● EXERCISE OBJECTIVE
In the entries below, find the line with "Shot-chart audit: point to every instance of the weathered" and the line with "Shot-chart audit: point to every instance of the sandy"; copy them and every line between them exactly, but not the pictures.

**** INPUT

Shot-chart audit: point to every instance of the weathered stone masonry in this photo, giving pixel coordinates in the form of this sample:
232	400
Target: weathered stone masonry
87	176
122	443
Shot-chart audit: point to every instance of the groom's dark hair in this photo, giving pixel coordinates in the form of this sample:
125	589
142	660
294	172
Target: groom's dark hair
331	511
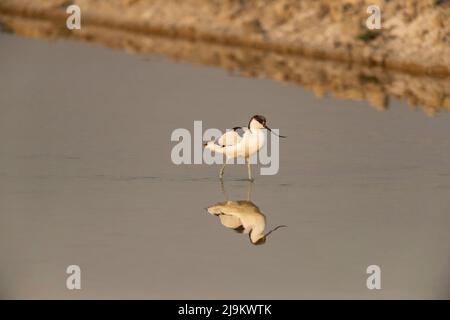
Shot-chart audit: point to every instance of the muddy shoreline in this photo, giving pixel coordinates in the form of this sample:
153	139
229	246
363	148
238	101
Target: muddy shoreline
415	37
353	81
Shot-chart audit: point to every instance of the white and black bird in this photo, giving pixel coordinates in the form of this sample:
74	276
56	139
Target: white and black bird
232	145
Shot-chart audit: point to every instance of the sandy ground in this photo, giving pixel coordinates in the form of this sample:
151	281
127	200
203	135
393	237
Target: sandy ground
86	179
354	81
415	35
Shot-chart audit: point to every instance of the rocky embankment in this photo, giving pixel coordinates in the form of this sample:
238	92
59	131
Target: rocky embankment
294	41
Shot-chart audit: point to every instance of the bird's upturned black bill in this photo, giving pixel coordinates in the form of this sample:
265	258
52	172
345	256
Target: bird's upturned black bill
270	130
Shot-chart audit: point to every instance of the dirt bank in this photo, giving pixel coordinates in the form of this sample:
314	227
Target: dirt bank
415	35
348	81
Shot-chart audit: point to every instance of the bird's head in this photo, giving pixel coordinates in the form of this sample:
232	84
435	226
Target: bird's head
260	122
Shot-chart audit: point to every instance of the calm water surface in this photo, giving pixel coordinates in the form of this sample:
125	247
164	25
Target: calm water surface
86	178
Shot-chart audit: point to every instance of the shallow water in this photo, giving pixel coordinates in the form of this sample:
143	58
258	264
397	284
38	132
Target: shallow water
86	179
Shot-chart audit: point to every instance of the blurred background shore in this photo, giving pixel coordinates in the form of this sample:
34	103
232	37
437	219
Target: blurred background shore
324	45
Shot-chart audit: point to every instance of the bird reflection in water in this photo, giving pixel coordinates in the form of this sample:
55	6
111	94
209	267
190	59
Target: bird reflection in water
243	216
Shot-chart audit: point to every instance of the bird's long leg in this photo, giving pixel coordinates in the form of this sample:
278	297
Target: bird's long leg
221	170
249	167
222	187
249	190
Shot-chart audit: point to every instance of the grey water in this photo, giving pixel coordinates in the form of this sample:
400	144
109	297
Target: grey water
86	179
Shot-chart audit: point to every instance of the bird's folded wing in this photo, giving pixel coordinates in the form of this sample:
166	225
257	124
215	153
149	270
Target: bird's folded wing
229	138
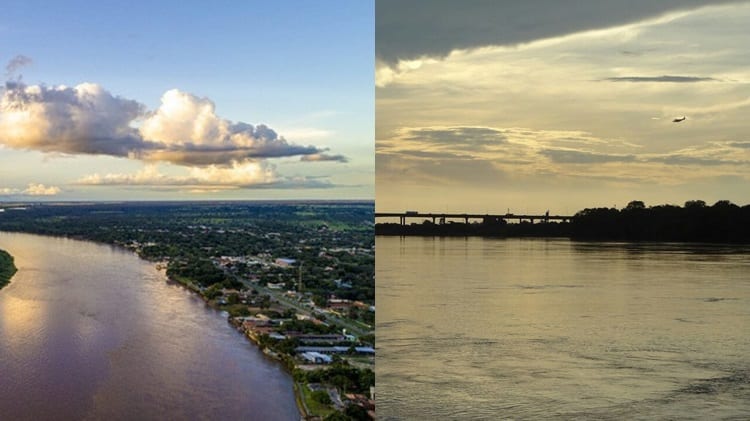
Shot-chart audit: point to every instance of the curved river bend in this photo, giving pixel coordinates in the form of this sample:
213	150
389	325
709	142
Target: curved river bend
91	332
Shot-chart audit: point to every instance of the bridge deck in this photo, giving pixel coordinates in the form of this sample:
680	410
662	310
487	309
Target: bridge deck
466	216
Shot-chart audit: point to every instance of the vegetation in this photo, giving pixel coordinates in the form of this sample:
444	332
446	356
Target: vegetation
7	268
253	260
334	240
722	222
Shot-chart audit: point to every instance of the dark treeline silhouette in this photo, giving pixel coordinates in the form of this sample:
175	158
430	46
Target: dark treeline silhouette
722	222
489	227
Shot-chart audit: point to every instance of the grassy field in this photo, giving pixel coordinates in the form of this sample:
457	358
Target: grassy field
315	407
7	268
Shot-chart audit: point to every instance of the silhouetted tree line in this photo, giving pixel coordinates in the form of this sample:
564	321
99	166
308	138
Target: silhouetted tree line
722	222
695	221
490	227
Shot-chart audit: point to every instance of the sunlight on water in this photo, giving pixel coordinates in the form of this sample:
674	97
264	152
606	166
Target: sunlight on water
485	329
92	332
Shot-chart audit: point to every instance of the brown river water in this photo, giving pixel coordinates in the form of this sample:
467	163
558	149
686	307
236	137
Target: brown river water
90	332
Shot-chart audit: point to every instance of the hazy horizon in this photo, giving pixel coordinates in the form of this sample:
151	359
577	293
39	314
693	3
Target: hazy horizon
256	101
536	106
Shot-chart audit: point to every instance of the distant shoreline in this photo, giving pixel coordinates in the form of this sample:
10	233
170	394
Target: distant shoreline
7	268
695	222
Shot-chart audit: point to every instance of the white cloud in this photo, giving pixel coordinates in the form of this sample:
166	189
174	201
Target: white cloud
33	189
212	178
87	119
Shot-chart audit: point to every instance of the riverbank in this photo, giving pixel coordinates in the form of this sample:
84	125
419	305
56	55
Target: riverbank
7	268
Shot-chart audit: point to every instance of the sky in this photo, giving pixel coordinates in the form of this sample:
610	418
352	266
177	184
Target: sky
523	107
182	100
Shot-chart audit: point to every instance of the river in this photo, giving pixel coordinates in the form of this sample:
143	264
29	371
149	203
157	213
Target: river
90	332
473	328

********
**** INPUT

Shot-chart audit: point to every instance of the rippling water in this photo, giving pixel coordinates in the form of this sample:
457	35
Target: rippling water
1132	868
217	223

********

● WORKED SOLUTION
Shot-chart audit: point to every instance of the weathered stone masonry in this photo, giving pixel coordinates in the form of this sample:
232	400
Target: weathered stone masonry
87	176
122	443
Shot-chart audit: point to every instance of the groom's dark hair in this photo, giving pixel coordinates in the form of this sample:
125	589
142	660
294	172
Target: groom's dark hair
331	511
Shot-chart audit: point to every instance of the muddy shoreline in this photo, giving pixel coordinates in the form of this sample:
153	139
229	246
363	148
238	101
Target: muddy shoreline
415	37
353	81
Shot-chart audit: point to every instance of the white and black bird in this photo, giving pixel coordinates in the form of this sample:
74	276
56	139
Target: white and black bird
232	145
Shot-chart audit: point to every instance of the sandy ground in this photo, giving pixel coordinates in the form of this sample:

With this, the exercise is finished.